* **Problem details**
Looking through the listing that follows, count the lines that contain "building" and give only that number.

* **Data provided**
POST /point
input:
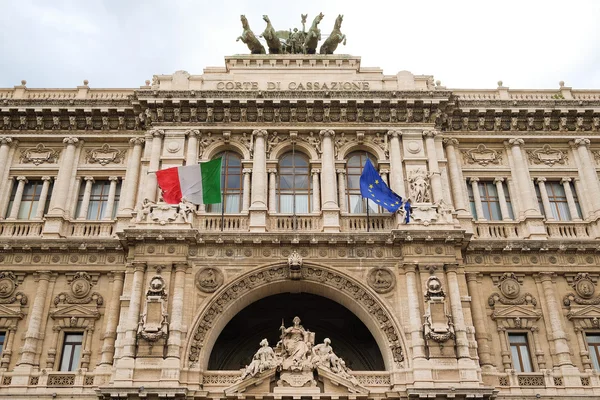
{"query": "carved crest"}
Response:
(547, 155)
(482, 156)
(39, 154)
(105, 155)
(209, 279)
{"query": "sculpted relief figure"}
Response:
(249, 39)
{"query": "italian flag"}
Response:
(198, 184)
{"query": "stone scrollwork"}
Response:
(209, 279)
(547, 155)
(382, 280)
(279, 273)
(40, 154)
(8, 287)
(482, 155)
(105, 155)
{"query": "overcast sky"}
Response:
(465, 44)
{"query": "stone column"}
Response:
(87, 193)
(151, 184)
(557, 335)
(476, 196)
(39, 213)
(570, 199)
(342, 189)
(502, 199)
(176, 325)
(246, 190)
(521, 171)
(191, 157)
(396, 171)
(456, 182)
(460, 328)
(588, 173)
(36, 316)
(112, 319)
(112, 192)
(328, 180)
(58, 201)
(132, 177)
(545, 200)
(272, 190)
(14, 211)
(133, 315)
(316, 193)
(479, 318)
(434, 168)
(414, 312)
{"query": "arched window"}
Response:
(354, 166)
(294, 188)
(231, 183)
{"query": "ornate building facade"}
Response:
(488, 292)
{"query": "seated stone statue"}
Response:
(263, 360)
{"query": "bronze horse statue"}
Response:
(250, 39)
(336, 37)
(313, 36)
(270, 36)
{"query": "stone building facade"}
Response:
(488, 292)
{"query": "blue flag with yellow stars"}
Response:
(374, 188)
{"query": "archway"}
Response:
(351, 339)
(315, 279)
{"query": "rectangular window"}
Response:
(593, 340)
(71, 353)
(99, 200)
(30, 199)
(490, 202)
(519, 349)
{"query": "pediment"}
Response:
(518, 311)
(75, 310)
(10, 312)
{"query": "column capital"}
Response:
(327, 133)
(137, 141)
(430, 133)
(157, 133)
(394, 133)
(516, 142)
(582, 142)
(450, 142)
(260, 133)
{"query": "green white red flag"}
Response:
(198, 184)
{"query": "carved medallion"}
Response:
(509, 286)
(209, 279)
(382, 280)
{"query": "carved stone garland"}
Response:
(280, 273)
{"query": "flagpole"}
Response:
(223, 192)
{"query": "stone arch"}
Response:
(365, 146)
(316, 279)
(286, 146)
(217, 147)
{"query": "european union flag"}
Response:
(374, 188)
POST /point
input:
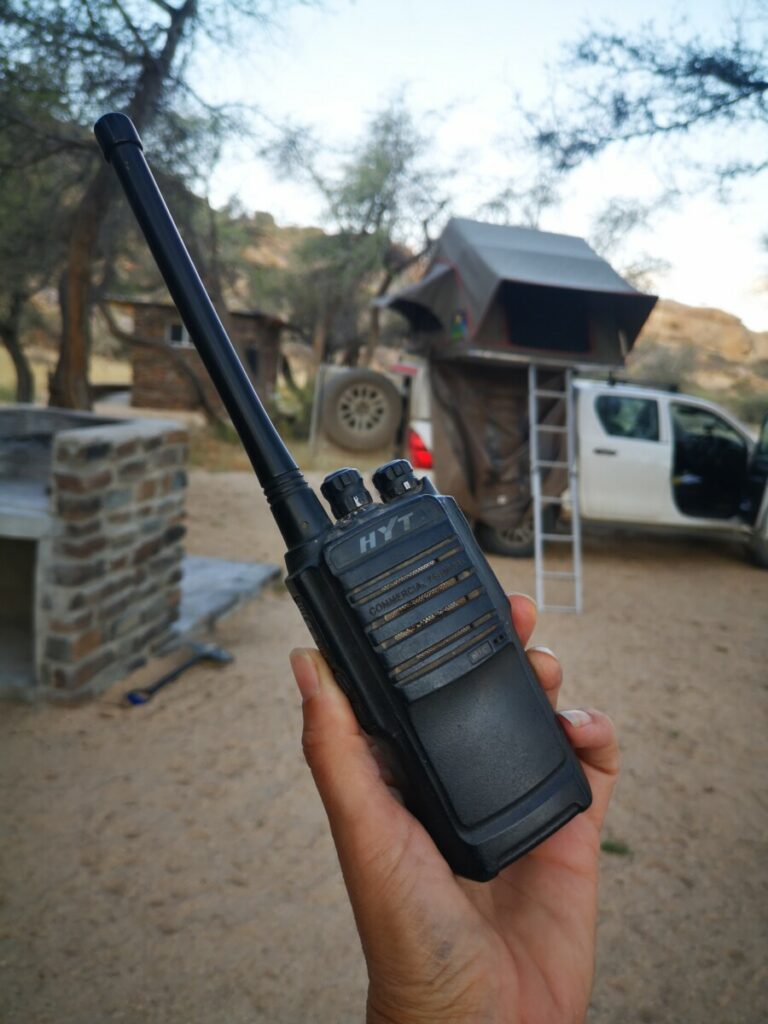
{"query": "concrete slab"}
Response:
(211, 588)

==

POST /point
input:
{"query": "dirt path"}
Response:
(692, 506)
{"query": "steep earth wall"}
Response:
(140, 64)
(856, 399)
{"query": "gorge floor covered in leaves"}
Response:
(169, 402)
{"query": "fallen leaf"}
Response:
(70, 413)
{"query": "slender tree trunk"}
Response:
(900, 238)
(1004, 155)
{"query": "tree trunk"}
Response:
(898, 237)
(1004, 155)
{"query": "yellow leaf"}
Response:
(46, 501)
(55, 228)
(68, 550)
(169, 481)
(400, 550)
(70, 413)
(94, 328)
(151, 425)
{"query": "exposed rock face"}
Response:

* **Exercise solution**
2